───── SOURCE MATERIAL
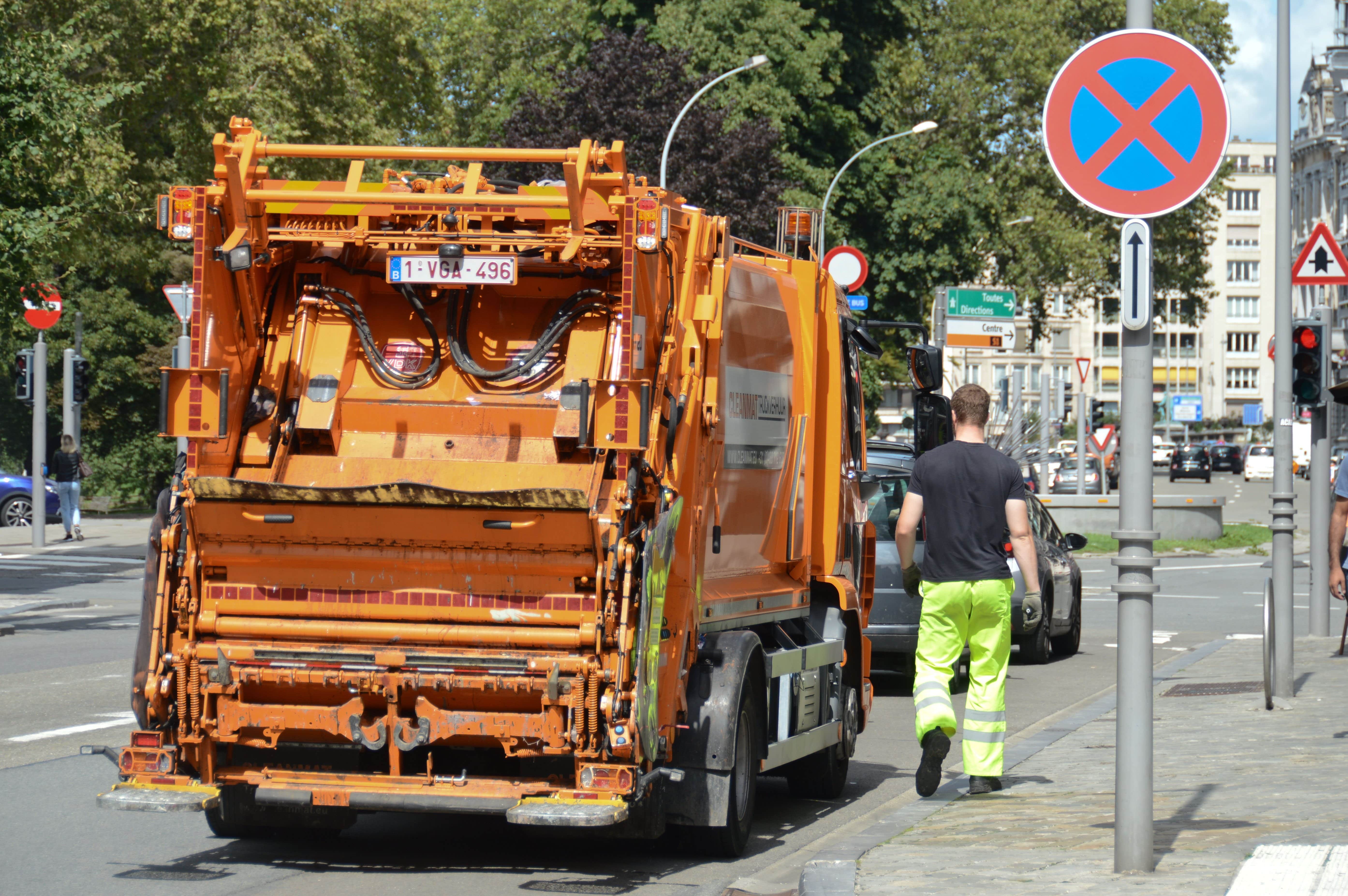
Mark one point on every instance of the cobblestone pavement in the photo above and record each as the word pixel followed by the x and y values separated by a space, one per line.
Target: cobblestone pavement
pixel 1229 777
──────────
───── SOURCE MATERIAL
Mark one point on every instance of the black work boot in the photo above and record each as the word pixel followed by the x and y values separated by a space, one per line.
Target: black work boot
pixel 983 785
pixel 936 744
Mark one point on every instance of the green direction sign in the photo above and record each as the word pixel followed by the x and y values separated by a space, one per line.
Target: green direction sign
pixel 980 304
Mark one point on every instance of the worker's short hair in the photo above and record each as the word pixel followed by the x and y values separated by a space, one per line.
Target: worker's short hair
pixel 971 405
──────────
§ WHAT TO WORK ON: Rewrite everything from the line containing "Mark one point on every instance of the cobblestone" down to the line containing "pixel 1229 777", both lines included and the request text kept, shifting each coordinate in the answers by adding 65 to it.

§ WRITTEN ANSWER:
Mark one point on every instance of the cobblestone pavement in the photo above and record each as the word pixel followed by the x and y values separated by a space, one per line.
Target: cobblestone pavement
pixel 1294 842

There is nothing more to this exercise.